**Document extract:**
++++++++++

Explaining the Outcome of, and Speculation About the Role of "Liquidation" in, the SCOTUS CFPB Case

The ruling yesterday in Consumer Financial Protection Bureau (CFPB) v. Community Financial Serv. Ass'n of America, Ltd. brought a sigh of relief to those observers who thought the conservative supermajority on the Supreme Court might just be crazy enough to invalidate a key regulator of the banking industry and call into question the funding for numerous other vital federal agencies. The good news is that the Court reversed the Fifth Circuit's holding that the Constitution's Appropriations Clause forbade Congress from creating a funding mechanism for the CFPB that runs through money earned by the Federal Reserve. The bad news is that any federal judges--the panel below and Justices Alito and Gorsuch in dissent in SCOTUS--credited the challenge at all.

Let's start with the merits of the CFPB case, which are so obvious that Justice Thomas wrote the majority. The Appropriations Clause says: "No money shall be drawn from the treasury, but in consequence of appropriations made by law . . . ." The respondents argued that "appropriations by law" means time-limited acts of Congress designating particular funding for various purposes. That's plainly wrong as a matter of text, purpose, history, and common sense.

++++++++++

Give back the post on the Supreme Court's CFPB ruling word for word, from its title through its final sentence. The listing has nothing to do with the post on the Supreme Court's CFPB ruling.

**Dataset excerpt:**

++++++++++

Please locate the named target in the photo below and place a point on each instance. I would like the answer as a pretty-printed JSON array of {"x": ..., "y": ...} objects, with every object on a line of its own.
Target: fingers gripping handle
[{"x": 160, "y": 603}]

++++++++++

**The answer:**
Explaining the Outcome of, and Speculation About the Role of "Liquidation" in, the SCOTUS CFPB Case

The ruling yesterday in Consumer Financial Protection Bureau (CFPB) v. Community Financial Serv. Ass'n of America, Ltd. brought a sigh of relief to those observers who thought the conservative supermajority on the Supreme Court might just be crazy enough to invalidate a key regulator of the banking industry and call into question the funding for numerous other vital federal agencies. The good news is that the Court reversed the Fifth Circuit's holding that the Constitution's Appropriations Clause forbade Congress from creating a funding mechanism for the CFPB that runs through money earned by the Federal Reserve. The bad news is that any federal judges--the panel below and Justices Alito and Gorsuch in dissent in SCOTUS--credited the challenge at all.

Let's start with the merits of the CFPB case, which are so obvious that Justice Thomas wrote the majority. The Appropriations Clause says: "No money shall be drawn from the treasury, but in consequence of appropriations made by law . . . ." The respondents argued that "appropriations by law" means time-limited acts of Congress designating particular funding for various purposes. That's plainly wrong as a matter of text, purpose, history, and common sense.